# Excerpted text
/---
The tax write-offs for such contributions, however, mean that this giving is subsidized by US taxpayers. Every year, an estimated $40 billion is diverted from the public treasury through charitable donations. That makes accountability for them all the more pressing. So does the fact that many of today’s philanthropists are more activist than those in the past. A number are current or former hedge fund managers, private equity executives, and tech entrepreneurs who, having made their fortunes on Wall Street or in Silicon Valley, are now seeking to apply their know-how to social problems. Rather than simply write checks for existing institutions, these “philanthrocapitalists,” as they are often called, aggressively seek to shape their operations….

Inside Philanthropy shows how digital technology can be used to track the new philanthropy. The information offered on the site is all the more impressive given its slender resources. Relying entirely on subscribers, Inside Philanthropy has a modest budget and a staff consisting largely of freelancers. That, unfortunately, limits the amount of digging it can do. The site does not generally undertake extended investigations into how donors have amassed their wealth, or the impact their philanthropy has had, or the sometimes hidden goals of their giving….
\---
# Dataset content
/---
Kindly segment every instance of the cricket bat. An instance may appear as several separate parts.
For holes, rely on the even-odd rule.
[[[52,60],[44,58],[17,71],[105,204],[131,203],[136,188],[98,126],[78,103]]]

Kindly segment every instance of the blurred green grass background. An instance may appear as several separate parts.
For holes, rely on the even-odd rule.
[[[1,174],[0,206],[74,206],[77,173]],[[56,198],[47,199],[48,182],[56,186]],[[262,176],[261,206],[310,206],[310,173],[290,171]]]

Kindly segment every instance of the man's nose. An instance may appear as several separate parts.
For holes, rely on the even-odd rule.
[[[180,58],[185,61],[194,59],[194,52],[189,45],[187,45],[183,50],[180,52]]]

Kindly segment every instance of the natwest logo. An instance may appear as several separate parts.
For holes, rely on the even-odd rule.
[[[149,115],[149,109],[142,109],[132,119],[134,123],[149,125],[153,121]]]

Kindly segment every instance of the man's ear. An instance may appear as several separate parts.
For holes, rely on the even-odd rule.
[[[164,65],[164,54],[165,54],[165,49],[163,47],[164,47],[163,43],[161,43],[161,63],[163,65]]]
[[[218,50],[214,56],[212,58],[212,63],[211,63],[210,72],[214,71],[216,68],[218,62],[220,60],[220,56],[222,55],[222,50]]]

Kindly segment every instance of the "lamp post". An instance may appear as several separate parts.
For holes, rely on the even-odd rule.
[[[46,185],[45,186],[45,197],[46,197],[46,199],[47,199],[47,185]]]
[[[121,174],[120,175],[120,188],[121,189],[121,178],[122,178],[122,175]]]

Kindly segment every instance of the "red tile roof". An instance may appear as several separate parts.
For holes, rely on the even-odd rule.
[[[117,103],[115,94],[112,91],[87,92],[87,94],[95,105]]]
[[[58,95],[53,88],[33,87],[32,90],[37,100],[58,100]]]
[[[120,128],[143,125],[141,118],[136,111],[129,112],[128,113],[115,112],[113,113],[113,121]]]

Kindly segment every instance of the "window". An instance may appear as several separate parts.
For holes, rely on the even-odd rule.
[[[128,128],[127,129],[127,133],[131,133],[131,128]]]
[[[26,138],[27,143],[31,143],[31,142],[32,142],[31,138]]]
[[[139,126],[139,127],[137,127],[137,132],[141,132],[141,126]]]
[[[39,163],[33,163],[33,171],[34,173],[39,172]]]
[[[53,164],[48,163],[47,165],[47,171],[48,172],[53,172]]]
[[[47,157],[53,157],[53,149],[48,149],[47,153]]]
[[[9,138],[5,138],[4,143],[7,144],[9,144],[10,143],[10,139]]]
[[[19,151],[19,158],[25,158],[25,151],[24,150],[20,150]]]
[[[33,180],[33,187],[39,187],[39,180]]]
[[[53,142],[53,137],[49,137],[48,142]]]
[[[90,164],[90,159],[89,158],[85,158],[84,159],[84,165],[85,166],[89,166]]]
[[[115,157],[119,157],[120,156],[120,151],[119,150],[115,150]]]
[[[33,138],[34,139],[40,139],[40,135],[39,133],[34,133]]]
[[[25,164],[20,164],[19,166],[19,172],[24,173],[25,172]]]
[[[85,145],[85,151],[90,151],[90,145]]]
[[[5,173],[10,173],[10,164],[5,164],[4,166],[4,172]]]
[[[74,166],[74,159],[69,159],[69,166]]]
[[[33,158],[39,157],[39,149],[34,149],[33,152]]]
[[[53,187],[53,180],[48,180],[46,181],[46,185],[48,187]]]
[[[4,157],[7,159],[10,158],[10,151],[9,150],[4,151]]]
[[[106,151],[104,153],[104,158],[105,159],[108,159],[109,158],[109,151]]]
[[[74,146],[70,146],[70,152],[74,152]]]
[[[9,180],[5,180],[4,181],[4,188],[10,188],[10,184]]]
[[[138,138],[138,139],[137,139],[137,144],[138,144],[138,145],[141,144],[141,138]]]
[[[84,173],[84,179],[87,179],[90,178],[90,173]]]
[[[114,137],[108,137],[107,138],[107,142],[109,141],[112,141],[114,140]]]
\---
# Exercise requirements
Please extract, word for word, the part of the philanthropy passage that starts with the words containing "The tax write-offs" and ends with "shape their operations….". The records have no connection to the text.

# Full response
The tax write-offs for such contributions, however, mean that this giving is subsidized by US taxpayers. Every year, an estimated $40 billion is diverted from the public treasury through charitable donations. That makes accountability for them all the more pressing. So does the fact that many of today’s philanthropists are more activist than those in the past. A number are current or former hedge fund managers, private equity executives, and tech entrepreneurs who, having made their fortunes on Wall Street or in Silicon Valley, are now seeking to apply their know-how to social problems. Rather than simply write checks for existing institutions, these “philanthrocapitalists,” as they are often called, aggressively seek to shape their operations….